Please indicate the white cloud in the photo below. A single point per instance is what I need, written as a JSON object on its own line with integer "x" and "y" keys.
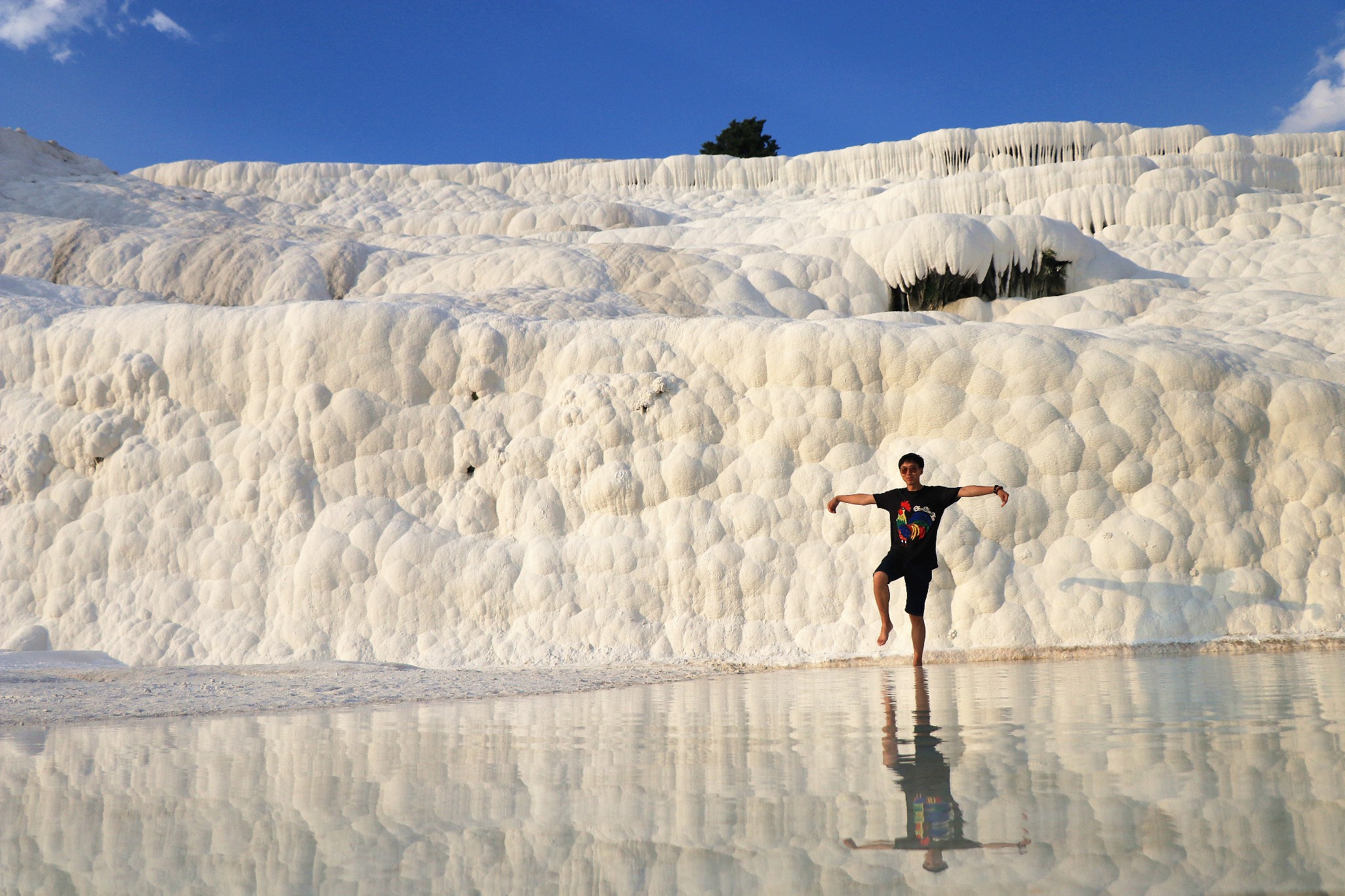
{"x": 1324, "y": 105}
{"x": 24, "y": 23}
{"x": 27, "y": 23}
{"x": 163, "y": 24}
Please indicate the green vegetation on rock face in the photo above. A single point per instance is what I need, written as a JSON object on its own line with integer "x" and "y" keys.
{"x": 743, "y": 139}
{"x": 1047, "y": 277}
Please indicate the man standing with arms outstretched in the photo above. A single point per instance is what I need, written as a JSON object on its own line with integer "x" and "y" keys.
{"x": 916, "y": 512}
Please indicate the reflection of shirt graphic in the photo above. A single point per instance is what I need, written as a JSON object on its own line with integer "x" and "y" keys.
{"x": 934, "y": 820}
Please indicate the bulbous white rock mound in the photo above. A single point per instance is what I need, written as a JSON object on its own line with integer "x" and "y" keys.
{"x": 590, "y": 412}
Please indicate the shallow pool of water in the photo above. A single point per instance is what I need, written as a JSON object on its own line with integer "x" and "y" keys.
{"x": 1162, "y": 774}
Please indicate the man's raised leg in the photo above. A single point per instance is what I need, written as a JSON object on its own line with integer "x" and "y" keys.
{"x": 883, "y": 595}
{"x": 917, "y": 640}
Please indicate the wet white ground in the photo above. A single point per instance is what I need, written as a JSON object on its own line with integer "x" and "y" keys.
{"x": 1143, "y": 775}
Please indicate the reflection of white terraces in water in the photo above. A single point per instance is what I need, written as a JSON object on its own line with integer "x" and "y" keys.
{"x": 1165, "y": 775}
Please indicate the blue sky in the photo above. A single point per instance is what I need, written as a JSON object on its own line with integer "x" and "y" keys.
{"x": 405, "y": 81}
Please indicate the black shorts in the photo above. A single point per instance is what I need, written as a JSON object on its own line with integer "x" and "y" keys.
{"x": 917, "y": 582}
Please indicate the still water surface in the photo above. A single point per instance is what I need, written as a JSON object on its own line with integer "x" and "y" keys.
{"x": 1122, "y": 775}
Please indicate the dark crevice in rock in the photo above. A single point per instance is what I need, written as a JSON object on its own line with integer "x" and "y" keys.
{"x": 935, "y": 291}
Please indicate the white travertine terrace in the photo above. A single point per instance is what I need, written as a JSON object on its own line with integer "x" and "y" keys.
{"x": 588, "y": 412}
{"x": 1169, "y": 775}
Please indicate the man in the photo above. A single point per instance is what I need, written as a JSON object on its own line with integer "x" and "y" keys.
{"x": 916, "y": 512}
{"x": 934, "y": 819}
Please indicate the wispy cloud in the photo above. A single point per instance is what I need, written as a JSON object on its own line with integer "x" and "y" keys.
{"x": 163, "y": 24}
{"x": 1324, "y": 105}
{"x": 50, "y": 23}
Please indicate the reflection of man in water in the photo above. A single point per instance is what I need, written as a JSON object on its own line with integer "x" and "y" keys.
{"x": 934, "y": 820}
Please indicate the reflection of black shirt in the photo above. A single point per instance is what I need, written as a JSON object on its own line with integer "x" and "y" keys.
{"x": 915, "y": 522}
{"x": 934, "y": 820}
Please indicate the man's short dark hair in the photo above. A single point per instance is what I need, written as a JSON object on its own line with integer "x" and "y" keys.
{"x": 912, "y": 458}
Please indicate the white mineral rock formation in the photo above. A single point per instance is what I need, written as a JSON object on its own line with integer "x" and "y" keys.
{"x": 590, "y": 412}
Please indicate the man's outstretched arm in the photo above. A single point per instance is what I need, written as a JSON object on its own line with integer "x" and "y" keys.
{"x": 849, "y": 499}
{"x": 977, "y": 490}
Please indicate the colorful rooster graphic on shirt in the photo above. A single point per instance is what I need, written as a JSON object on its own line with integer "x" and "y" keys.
{"x": 912, "y": 524}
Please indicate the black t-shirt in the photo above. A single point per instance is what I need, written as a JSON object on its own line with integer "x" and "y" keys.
{"x": 915, "y": 522}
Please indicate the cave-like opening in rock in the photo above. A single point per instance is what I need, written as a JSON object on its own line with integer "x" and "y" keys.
{"x": 937, "y": 289}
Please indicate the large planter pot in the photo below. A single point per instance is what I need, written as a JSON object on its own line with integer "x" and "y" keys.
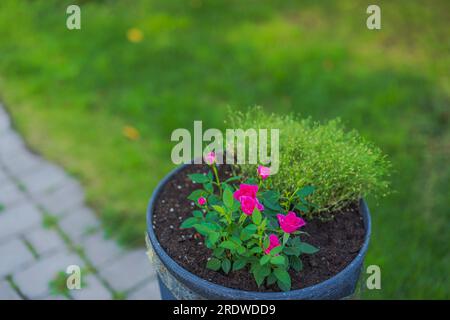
{"x": 177, "y": 283}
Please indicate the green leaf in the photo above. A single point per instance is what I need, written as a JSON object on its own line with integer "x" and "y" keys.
{"x": 292, "y": 251}
{"x": 248, "y": 231}
{"x": 228, "y": 245}
{"x": 213, "y": 199}
{"x": 239, "y": 264}
{"x": 204, "y": 228}
{"x": 235, "y": 178}
{"x": 271, "y": 279}
{"x": 228, "y": 199}
{"x": 283, "y": 276}
{"x": 307, "y": 248}
{"x": 256, "y": 217}
{"x": 264, "y": 260}
{"x": 266, "y": 242}
{"x": 213, "y": 237}
{"x": 285, "y": 238}
{"x": 245, "y": 236}
{"x": 283, "y": 286}
{"x": 213, "y": 264}
{"x": 256, "y": 250}
{"x": 296, "y": 263}
{"x": 198, "y": 178}
{"x": 305, "y": 191}
{"x": 218, "y": 252}
{"x": 226, "y": 265}
{"x": 196, "y": 194}
{"x": 276, "y": 250}
{"x": 278, "y": 260}
{"x": 251, "y": 181}
{"x": 208, "y": 187}
{"x": 241, "y": 249}
{"x": 251, "y": 228}
{"x": 219, "y": 209}
{"x": 189, "y": 223}
{"x": 197, "y": 214}
{"x": 301, "y": 207}
{"x": 260, "y": 273}
{"x": 271, "y": 195}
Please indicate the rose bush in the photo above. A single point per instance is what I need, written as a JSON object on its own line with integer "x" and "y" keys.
{"x": 247, "y": 224}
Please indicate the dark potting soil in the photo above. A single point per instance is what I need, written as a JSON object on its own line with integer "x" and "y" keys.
{"x": 338, "y": 239}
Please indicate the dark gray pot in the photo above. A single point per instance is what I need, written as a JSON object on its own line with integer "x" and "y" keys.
{"x": 178, "y": 283}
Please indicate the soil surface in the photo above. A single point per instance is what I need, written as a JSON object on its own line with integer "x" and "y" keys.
{"x": 339, "y": 239}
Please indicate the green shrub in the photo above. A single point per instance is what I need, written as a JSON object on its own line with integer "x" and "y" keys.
{"x": 341, "y": 165}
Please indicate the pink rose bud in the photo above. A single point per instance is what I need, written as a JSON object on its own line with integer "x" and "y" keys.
{"x": 210, "y": 158}
{"x": 201, "y": 201}
{"x": 248, "y": 190}
{"x": 273, "y": 242}
{"x": 263, "y": 172}
{"x": 290, "y": 222}
{"x": 248, "y": 204}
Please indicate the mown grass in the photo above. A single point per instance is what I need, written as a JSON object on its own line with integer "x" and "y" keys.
{"x": 72, "y": 92}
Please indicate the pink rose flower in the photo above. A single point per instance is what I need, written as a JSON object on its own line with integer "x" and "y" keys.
{"x": 210, "y": 158}
{"x": 248, "y": 204}
{"x": 248, "y": 190}
{"x": 263, "y": 172}
{"x": 201, "y": 201}
{"x": 290, "y": 222}
{"x": 274, "y": 242}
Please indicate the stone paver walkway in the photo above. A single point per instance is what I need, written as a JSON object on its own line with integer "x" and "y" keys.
{"x": 46, "y": 227}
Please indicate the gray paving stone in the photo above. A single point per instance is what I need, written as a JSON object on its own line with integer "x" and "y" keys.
{"x": 13, "y": 254}
{"x": 7, "y": 292}
{"x": 150, "y": 291}
{"x": 55, "y": 298}
{"x": 19, "y": 219}
{"x": 93, "y": 290}
{"x": 100, "y": 250}
{"x": 128, "y": 271}
{"x": 3, "y": 177}
{"x": 78, "y": 223}
{"x": 46, "y": 178}
{"x": 34, "y": 280}
{"x": 10, "y": 194}
{"x": 59, "y": 201}
{"x": 44, "y": 241}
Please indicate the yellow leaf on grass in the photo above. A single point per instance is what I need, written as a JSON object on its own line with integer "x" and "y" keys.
{"x": 131, "y": 133}
{"x": 135, "y": 35}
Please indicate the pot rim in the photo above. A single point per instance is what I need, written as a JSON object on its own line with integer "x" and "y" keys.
{"x": 187, "y": 277}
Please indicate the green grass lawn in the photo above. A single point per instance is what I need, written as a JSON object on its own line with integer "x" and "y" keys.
{"x": 72, "y": 92}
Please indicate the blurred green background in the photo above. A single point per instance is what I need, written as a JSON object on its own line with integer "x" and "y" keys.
{"x": 72, "y": 93}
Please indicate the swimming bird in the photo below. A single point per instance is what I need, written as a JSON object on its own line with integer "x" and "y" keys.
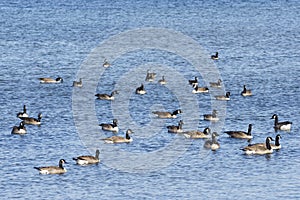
{"x": 140, "y": 90}
{"x": 241, "y": 134}
{"x": 284, "y": 126}
{"x": 107, "y": 96}
{"x": 176, "y": 129}
{"x": 275, "y": 146}
{"x": 216, "y": 84}
{"x": 50, "y": 80}
{"x": 197, "y": 134}
{"x": 225, "y": 97}
{"x": 106, "y": 63}
{"x": 212, "y": 144}
{"x": 211, "y": 117}
{"x": 150, "y": 76}
{"x": 24, "y": 113}
{"x": 85, "y": 160}
{"x": 198, "y": 89}
{"x": 215, "y": 57}
{"x": 119, "y": 139}
{"x": 259, "y": 149}
{"x": 77, "y": 83}
{"x": 194, "y": 82}
{"x": 110, "y": 127}
{"x": 246, "y": 92}
{"x": 162, "y": 81}
{"x": 31, "y": 120}
{"x": 53, "y": 169}
{"x": 21, "y": 129}
{"x": 161, "y": 114}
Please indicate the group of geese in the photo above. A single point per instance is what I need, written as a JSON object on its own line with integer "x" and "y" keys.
{"x": 213, "y": 144}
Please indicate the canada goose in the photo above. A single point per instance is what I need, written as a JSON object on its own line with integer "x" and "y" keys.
{"x": 223, "y": 98}
{"x": 276, "y": 146}
{"x": 162, "y": 81}
{"x": 285, "y": 126}
{"x": 50, "y": 80}
{"x": 31, "y": 120}
{"x": 216, "y": 84}
{"x": 161, "y": 114}
{"x": 85, "y": 160}
{"x": 259, "y": 149}
{"x": 241, "y": 134}
{"x": 197, "y": 134}
{"x": 21, "y": 129}
{"x": 140, "y": 90}
{"x": 211, "y": 117}
{"x": 176, "y": 129}
{"x": 106, "y": 63}
{"x": 77, "y": 83}
{"x": 53, "y": 169}
{"x": 215, "y": 57}
{"x": 246, "y": 92}
{"x": 24, "y": 113}
{"x": 212, "y": 144}
{"x": 194, "y": 82}
{"x": 119, "y": 139}
{"x": 107, "y": 96}
{"x": 110, "y": 127}
{"x": 150, "y": 76}
{"x": 198, "y": 89}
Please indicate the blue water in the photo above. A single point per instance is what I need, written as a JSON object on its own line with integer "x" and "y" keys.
{"x": 258, "y": 45}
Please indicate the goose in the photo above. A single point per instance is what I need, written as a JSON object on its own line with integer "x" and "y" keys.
{"x": 215, "y": 57}
{"x": 241, "y": 134}
{"x": 24, "y": 113}
{"x": 197, "y": 134}
{"x": 216, "y": 84}
{"x": 110, "y": 127}
{"x": 150, "y": 76}
{"x": 31, "y": 120}
{"x": 21, "y": 129}
{"x": 198, "y": 89}
{"x": 53, "y": 169}
{"x": 246, "y": 92}
{"x": 119, "y": 139}
{"x": 284, "y": 126}
{"x": 212, "y": 144}
{"x": 106, "y": 64}
{"x": 211, "y": 117}
{"x": 77, "y": 83}
{"x": 85, "y": 160}
{"x": 258, "y": 148}
{"x": 50, "y": 80}
{"x": 162, "y": 81}
{"x": 223, "y": 98}
{"x": 176, "y": 129}
{"x": 140, "y": 90}
{"x": 275, "y": 146}
{"x": 194, "y": 82}
{"x": 107, "y": 96}
{"x": 161, "y": 114}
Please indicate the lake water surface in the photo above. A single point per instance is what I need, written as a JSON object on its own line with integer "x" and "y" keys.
{"x": 258, "y": 45}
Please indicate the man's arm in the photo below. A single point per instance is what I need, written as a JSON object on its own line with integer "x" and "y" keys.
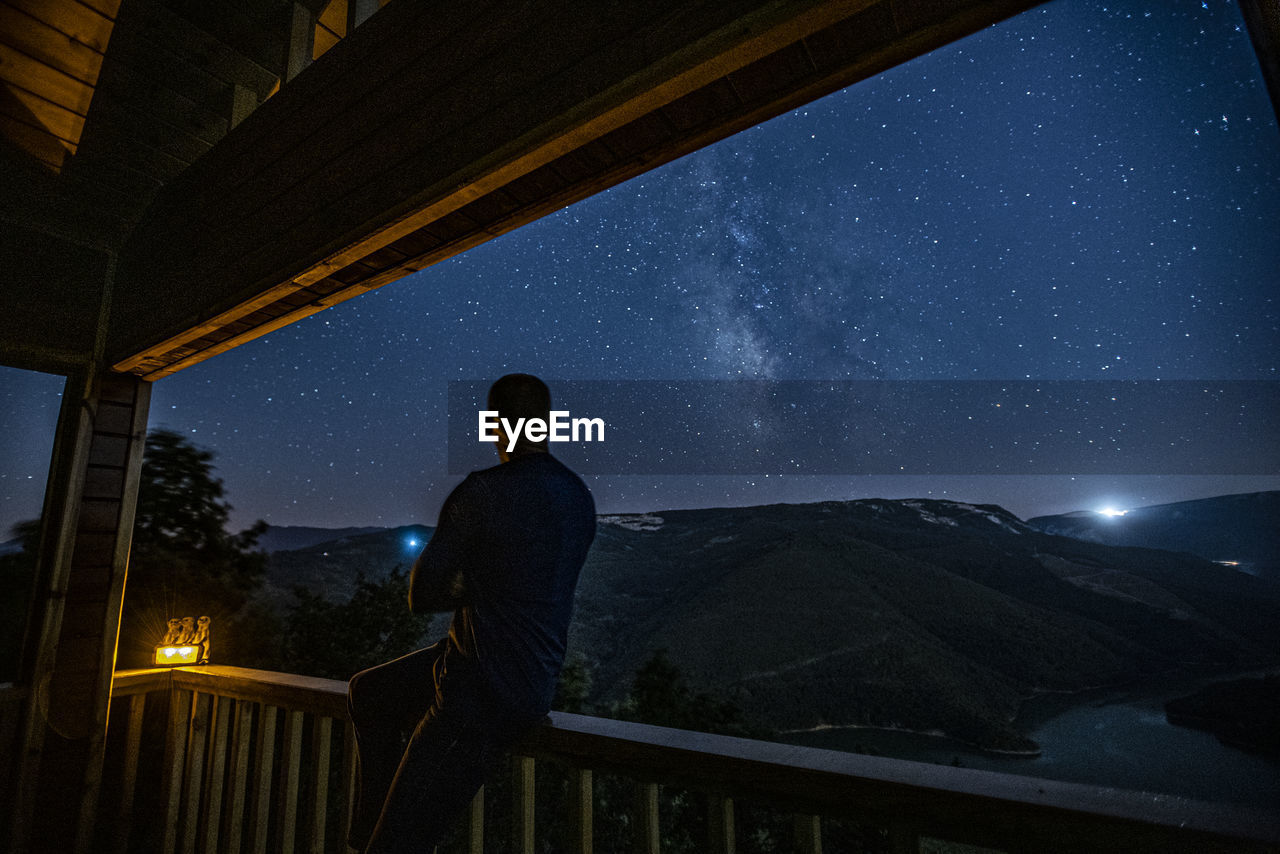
{"x": 438, "y": 580}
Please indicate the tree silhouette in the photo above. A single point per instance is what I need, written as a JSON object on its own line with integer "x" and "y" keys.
{"x": 183, "y": 561}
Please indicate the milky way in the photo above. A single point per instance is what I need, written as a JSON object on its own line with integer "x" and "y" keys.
{"x": 1087, "y": 191}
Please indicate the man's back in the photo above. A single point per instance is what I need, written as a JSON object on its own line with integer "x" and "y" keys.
{"x": 517, "y": 535}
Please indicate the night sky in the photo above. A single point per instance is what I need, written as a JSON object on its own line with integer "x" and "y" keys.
{"x": 1086, "y": 192}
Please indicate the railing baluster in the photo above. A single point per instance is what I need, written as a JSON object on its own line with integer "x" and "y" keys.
{"x": 192, "y": 800}
{"x": 580, "y": 802}
{"x": 222, "y": 713}
{"x": 321, "y": 744}
{"x": 350, "y": 767}
{"x": 808, "y": 834}
{"x": 522, "y": 804}
{"x": 291, "y": 775}
{"x": 176, "y": 761}
{"x": 264, "y": 761}
{"x": 720, "y": 825}
{"x": 241, "y": 740}
{"x": 903, "y": 839}
{"x": 648, "y": 834}
{"x": 129, "y": 782}
{"x": 475, "y": 825}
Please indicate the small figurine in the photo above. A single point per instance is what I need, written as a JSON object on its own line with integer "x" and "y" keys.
{"x": 173, "y": 634}
{"x": 201, "y": 640}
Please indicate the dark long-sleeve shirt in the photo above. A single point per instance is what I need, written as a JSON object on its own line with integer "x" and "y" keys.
{"x": 506, "y": 556}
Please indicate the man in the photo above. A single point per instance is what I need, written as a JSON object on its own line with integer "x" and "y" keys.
{"x": 504, "y": 557}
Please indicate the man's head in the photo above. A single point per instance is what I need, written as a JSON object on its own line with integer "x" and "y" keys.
{"x": 520, "y": 396}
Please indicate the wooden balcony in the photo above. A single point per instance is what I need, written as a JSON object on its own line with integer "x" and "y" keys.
{"x": 233, "y": 759}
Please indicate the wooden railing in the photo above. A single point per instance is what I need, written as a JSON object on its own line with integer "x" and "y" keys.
{"x": 232, "y": 759}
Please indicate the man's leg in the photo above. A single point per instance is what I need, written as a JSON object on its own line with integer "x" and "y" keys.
{"x": 442, "y": 770}
{"x": 385, "y": 703}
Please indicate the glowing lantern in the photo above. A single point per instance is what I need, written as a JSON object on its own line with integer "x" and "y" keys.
{"x": 186, "y": 643}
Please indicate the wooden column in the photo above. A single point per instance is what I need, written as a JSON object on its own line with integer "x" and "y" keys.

-------------------------

◆ What is expected:
From the line containing "Please indicate the small" to the last line of the material, please quote every line exactly and only those.

◆ In response:
Please indicate the small figurine in the photo above. A single point per instance is what I need, written as a JSON object on its own line with integer "x" and "y" keys.
{"x": 173, "y": 634}
{"x": 201, "y": 640}
Please indicate the dark long-sleeve shirt in the photo above. A single point per instance is what I need, written as a JSON object on its own line with integer "x" and "y" keys.
{"x": 506, "y": 556}
Please indicate the man in the photo above. A single point per instance is what I need, written as a JSON object on its own line with integer "x" and "y" keys.
{"x": 504, "y": 557}
Please indicate the man's head in the photo above. A single point per instance is what I need, written as a JSON object on its own line with integer "x" and "y" keys.
{"x": 520, "y": 396}
Please indicate the wooden balcony in the photo above. A single point per instance is what I need, written as a JSON object on its own line with integer "x" and "y" keys.
{"x": 233, "y": 759}
Please indicate the wooden railing in the photo above. A single point per instance is what I need, written as a JSON object on its own line with integer "x" and "y" keys.
{"x": 232, "y": 759}
Please indicate the man's leg in the photo above. A single point per instance is what I need, written as a JSON object on its own line with integer "x" and "y" keys.
{"x": 442, "y": 770}
{"x": 385, "y": 703}
Please indicate the glowing lantern in the photo above. A single point per instance is what I need, written as a JSON object on its own line with integer "x" and "y" keys.
{"x": 186, "y": 643}
Please indicate the wooden column in the photo above. A single point per instance is what I need, written as a JSON object on its own line with integer "x" and "y" keys.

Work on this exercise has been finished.